PASSAGE SHOWN:

┌──

Among Western industrialized countries, the United States and New Zealand have the highest and second-highest rates of teenage pregnancy, past research has shown. Teenage childbearing is associated with a host of problems, including lower educational and career achievements, health problems and inadequate social support for parenting.

"Given these costs to adolescents and their children, it is critical to identify life experiences and pathways that place girls at increased risk for early sexual activity and adolescent pregnancy," Ellis says.

Ellis and colleagues analyzed data from two long-term studies that followed the progress of 242 girls in the United States and 520 girls in New Zealand for their entire childhoods, from before kindergarten to approximately age 18. Based on multiple interviews and questionnaires administered over the years to both parents and children, the data covered everything from family demographics to parenting styles and child behavioral problems to childhood academic performance.

The researchers defined absence of the biological or adoptive birth father at or before the child reached age 5 as early onset of father absence, while late onset of father absence was defined as occurring when the child was between 6 and 13.

The researchers found that father absence places daughters at special risk for early sexual activity and teenage pregnancy. While the researchers said these findings need to be replicated in non-Western, "the striking similarity in results across the United States and New Zealand samples underscores the robustness and generalizability of the findings," Ellis says.

└──

SUPPLIED DATA:
┌──

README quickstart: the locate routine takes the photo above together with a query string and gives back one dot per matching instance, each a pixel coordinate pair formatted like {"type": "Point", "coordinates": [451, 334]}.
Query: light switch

└──

TASKS FOR THIS EXERCISE:
[1] In the passage on father absence and teenage pregnancy, what did the data from the two long-term studies cover? List every item the text names.
[2] Translate this sentence from the passage on father absence and teenage pregnancy into Spanish: "Teenage childbearing is associated with a host of problems, including lower educational and career achievements, health problems and inadequate social support for parenting."
[3] From the passage on father absence and teenage pregnancy, copy the part that opens with the words containing "Among Western industrialized" and closes with "support for parenting.".

RESPONSES BY ITEM NUMBER:
[1]
- family demographics
- parenting styles
- child behavioral problems
- childhood academic performance

[2] La maternidad adolescente se asocia con una serie de problemas, entre ellos menores logros educativos y profesionales, problemas de salud y un apoyo social insuficiente para la crianza.

[3]
Among Western industrialized countries, the United States and New Zealand have the highest and second-highest rates of teenage pregnancy, past research has shown. Teenage childbearing is associated with a host of problems, including lower educational and career achievements, health problems and inadequate social support for parenting.